What is needed
In the entries below, find the lines that contain the word "sofa" and copy them.

-=-=-

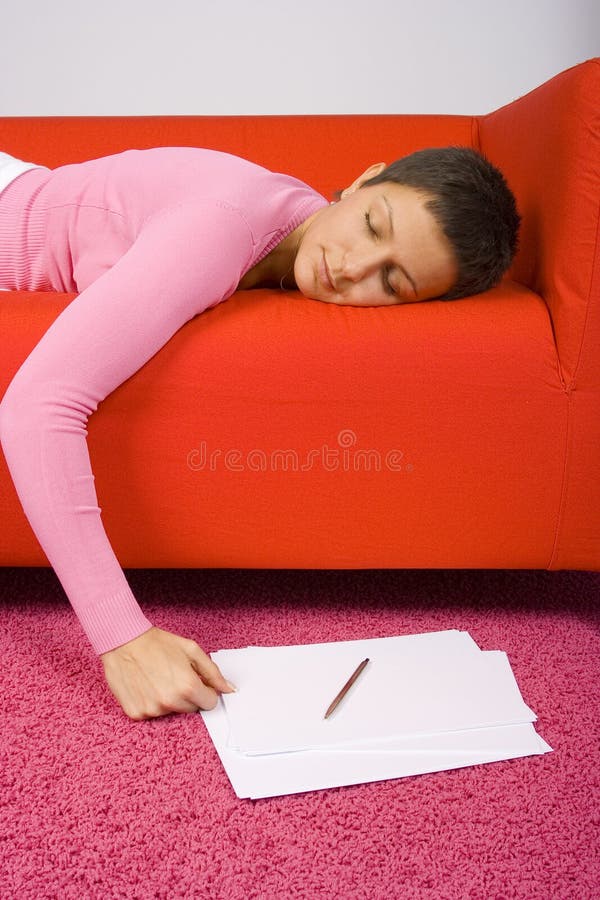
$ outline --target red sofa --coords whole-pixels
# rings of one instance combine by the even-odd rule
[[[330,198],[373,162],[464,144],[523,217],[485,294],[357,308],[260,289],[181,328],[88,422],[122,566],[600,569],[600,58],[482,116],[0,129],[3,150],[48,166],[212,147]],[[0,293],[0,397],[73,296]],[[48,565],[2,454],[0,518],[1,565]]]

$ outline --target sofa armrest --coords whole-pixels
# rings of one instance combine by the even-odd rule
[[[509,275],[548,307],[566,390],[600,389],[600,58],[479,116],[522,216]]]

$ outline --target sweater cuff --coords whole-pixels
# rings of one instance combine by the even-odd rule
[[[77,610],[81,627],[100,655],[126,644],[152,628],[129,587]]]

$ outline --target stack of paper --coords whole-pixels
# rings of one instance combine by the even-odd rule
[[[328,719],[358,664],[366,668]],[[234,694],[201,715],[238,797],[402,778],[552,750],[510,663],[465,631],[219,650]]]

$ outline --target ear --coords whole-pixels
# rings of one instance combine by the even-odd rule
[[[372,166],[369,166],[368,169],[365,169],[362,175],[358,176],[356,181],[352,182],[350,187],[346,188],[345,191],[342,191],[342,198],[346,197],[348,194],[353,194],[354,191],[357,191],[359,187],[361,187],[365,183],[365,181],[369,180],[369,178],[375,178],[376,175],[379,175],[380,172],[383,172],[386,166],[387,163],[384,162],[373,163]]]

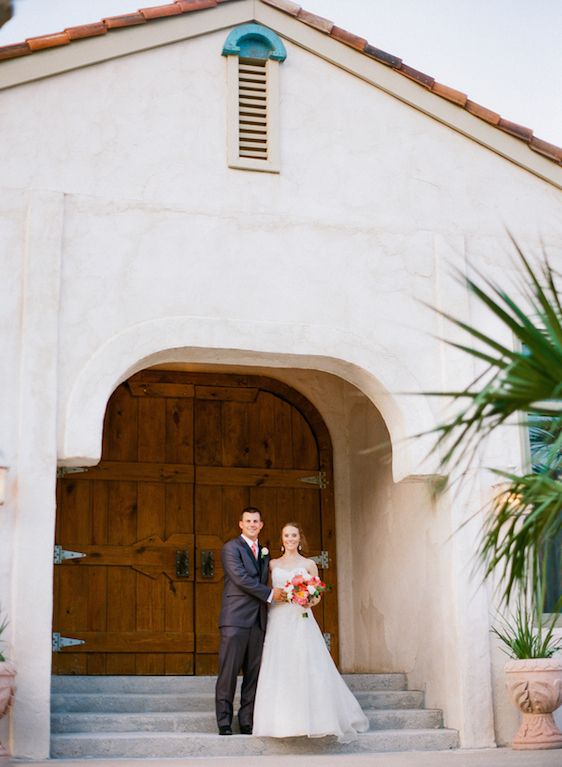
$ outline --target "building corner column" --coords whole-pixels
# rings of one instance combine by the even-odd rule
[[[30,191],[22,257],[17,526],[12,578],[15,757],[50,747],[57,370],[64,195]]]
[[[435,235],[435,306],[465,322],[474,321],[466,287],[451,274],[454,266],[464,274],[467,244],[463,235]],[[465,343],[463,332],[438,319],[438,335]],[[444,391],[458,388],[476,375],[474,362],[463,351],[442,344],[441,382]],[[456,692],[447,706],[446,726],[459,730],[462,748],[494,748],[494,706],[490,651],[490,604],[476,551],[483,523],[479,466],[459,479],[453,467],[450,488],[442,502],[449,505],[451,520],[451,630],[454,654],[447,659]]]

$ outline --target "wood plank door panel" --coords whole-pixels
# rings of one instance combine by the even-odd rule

-=-=-

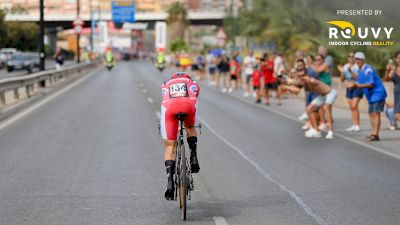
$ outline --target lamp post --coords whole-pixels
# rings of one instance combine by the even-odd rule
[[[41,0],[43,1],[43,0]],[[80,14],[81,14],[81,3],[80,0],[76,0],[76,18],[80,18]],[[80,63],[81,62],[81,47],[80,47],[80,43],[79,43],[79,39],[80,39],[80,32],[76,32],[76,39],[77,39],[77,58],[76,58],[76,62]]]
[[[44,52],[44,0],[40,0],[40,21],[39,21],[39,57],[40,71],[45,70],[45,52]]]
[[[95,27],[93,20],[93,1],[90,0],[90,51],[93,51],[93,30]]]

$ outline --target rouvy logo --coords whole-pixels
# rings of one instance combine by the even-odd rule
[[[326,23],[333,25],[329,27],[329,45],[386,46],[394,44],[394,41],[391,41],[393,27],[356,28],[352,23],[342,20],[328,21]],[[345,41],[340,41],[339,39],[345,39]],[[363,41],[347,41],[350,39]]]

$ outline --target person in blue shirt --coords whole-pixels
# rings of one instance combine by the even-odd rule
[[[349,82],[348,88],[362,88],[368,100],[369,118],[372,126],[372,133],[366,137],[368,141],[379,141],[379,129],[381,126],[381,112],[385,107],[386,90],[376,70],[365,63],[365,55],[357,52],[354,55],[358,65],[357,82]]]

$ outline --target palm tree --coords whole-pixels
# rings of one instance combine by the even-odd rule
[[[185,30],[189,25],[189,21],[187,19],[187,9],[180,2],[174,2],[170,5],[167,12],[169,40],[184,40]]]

-=-=-

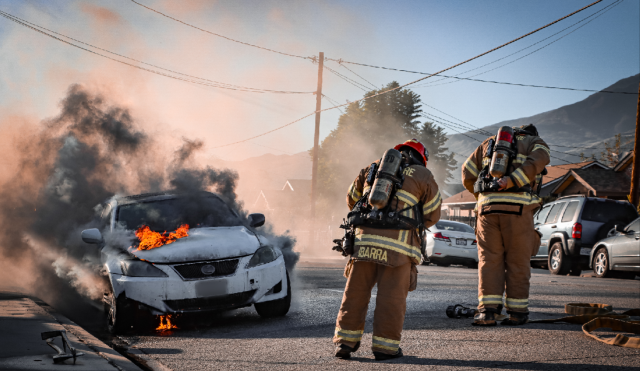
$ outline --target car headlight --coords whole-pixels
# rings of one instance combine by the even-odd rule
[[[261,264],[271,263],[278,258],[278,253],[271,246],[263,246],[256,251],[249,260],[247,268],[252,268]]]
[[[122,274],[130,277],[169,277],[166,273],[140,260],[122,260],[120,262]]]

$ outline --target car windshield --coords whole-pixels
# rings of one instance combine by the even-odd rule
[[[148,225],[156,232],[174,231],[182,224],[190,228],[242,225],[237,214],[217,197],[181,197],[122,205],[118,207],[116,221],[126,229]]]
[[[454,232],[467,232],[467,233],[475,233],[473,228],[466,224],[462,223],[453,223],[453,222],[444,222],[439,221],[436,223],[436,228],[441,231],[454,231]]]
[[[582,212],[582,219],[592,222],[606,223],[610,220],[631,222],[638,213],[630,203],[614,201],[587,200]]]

-=-=-

Response
$ outline --target red sofa --coords whole-pixels
$ outline --target sofa armrest --coords whole-pixels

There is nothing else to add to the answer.